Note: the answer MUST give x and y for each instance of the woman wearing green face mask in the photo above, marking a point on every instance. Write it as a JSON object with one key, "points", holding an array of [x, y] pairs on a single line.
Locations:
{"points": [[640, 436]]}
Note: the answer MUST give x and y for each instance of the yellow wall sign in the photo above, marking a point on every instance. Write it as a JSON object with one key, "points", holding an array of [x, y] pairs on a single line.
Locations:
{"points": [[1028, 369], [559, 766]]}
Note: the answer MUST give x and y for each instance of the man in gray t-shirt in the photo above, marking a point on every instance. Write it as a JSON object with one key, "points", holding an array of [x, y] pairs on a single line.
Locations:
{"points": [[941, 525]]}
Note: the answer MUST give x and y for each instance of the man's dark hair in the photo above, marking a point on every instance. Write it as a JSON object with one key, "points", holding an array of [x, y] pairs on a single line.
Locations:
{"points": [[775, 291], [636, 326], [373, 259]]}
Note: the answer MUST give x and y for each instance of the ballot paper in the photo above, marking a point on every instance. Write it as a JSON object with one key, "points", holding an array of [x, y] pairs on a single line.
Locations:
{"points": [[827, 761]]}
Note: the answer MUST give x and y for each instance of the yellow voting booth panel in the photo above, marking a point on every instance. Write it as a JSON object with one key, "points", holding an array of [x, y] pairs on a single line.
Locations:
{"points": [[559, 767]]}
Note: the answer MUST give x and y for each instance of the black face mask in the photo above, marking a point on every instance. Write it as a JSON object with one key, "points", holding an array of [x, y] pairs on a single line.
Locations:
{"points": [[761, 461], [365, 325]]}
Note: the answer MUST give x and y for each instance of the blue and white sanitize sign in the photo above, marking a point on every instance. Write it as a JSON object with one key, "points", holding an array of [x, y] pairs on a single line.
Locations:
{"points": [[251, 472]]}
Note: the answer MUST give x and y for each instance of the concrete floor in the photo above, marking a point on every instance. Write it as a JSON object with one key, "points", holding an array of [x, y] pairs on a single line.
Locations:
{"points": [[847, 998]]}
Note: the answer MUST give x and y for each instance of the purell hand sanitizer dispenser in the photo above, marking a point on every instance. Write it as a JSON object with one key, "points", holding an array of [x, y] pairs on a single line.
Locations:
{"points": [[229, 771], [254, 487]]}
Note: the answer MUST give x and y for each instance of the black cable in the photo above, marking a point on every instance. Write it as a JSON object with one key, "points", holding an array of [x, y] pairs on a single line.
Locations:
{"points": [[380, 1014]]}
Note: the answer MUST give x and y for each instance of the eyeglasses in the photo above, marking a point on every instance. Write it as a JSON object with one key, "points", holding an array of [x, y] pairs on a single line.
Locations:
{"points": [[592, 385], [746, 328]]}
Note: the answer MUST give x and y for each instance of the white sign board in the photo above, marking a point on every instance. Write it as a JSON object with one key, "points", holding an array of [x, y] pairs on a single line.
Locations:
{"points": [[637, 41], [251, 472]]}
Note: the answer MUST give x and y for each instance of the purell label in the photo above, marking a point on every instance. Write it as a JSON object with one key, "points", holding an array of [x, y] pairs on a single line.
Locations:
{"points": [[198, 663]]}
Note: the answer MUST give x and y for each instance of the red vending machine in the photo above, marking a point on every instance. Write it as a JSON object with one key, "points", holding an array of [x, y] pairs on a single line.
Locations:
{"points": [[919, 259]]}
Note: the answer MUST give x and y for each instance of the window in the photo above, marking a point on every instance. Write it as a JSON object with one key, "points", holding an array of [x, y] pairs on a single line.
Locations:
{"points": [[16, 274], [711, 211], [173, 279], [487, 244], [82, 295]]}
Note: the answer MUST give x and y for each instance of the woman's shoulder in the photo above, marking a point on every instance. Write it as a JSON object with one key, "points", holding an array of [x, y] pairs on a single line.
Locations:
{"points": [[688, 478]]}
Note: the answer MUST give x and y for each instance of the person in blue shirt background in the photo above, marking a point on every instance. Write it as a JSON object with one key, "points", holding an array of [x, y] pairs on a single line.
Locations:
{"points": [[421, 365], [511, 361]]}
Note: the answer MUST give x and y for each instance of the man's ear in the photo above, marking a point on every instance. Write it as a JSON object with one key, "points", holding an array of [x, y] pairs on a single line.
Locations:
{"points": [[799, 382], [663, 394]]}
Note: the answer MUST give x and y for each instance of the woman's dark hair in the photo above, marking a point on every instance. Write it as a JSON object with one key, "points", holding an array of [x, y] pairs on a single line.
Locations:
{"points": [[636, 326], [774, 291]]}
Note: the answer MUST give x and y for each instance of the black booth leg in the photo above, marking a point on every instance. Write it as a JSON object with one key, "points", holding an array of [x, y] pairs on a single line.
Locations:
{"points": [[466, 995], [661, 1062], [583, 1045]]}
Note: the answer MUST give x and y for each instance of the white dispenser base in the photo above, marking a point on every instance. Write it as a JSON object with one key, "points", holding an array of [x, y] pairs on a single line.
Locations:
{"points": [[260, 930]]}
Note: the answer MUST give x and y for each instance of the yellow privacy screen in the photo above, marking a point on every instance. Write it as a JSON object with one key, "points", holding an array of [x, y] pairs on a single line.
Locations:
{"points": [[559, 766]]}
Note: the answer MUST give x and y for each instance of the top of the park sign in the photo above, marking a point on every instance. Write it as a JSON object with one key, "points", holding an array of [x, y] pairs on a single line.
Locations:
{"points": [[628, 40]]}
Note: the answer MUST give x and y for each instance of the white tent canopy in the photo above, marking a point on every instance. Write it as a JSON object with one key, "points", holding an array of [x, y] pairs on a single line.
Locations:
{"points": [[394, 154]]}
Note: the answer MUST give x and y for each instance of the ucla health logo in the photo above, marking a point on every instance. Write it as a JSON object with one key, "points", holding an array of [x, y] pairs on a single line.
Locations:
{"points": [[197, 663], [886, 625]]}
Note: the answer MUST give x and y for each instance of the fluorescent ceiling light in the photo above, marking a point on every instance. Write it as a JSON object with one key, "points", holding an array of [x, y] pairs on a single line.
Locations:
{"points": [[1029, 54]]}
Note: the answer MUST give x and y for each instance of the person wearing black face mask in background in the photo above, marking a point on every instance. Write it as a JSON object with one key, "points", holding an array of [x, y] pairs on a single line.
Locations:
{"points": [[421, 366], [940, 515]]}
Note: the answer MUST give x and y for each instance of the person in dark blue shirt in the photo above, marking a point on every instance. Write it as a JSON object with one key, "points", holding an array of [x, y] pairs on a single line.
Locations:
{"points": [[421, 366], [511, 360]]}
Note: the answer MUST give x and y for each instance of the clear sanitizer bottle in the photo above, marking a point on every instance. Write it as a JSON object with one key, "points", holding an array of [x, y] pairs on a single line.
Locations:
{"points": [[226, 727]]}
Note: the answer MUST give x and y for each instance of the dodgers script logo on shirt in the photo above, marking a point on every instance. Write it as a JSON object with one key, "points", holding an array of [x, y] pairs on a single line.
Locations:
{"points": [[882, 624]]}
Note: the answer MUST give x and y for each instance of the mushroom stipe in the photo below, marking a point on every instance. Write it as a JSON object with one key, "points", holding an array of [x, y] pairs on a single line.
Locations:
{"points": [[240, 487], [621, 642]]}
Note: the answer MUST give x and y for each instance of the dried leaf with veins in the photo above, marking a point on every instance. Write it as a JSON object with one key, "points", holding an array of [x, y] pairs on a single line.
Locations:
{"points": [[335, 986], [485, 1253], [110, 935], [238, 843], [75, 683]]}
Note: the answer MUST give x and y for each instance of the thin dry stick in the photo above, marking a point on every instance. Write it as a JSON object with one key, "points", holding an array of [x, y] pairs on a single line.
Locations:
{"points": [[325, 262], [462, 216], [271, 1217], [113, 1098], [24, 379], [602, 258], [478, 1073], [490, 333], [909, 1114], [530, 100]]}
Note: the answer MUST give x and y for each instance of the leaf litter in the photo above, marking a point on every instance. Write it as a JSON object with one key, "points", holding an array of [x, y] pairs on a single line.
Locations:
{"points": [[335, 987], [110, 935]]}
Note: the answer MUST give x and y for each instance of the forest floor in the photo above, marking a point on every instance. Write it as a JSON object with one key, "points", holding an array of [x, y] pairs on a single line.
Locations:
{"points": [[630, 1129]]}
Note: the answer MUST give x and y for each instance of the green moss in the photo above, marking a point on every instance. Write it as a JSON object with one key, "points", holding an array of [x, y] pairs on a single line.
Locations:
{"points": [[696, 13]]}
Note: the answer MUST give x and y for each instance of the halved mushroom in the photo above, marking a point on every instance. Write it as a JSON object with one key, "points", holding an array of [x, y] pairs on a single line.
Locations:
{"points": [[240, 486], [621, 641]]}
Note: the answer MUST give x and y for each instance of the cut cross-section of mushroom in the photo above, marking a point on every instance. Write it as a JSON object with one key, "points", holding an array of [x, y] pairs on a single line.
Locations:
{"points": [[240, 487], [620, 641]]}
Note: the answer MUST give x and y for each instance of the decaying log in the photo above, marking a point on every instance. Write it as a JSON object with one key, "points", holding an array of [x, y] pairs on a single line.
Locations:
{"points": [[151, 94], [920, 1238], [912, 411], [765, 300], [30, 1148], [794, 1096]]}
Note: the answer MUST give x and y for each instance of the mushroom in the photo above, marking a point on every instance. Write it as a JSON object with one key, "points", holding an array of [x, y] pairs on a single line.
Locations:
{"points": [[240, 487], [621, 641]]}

--------------------------------

Every line from the one holding "the cut cross-section" through the final line of the listing must be echoed exactly; leave out all other lines.

Note: the answer MUST give x and y for each instance of the cut cross-section of mushroom in the photo above, marking a point on every instance. Write it as a JSON object with one key, "points", holding an array of [x, y] pairs on a single line.
Locations:
{"points": [[240, 487], [620, 641]]}
Note: the answer MUST give x and y for each instance of the decaying log in the photo above, marking a point on every instance. Write it as a JSON object with one key, "points", holding an array of [x, y] pairs on a single line.
Locations:
{"points": [[151, 94], [920, 1238], [912, 411], [765, 300], [30, 1148], [794, 1096]]}
Note: the answer MUST give x and y for each instance of the mushroom in the photo above, marking a point on every instance. Write it as a JSON object with one key, "points", holding an array of [x, y] pairs on a single line.
Locations:
{"points": [[240, 487], [621, 641]]}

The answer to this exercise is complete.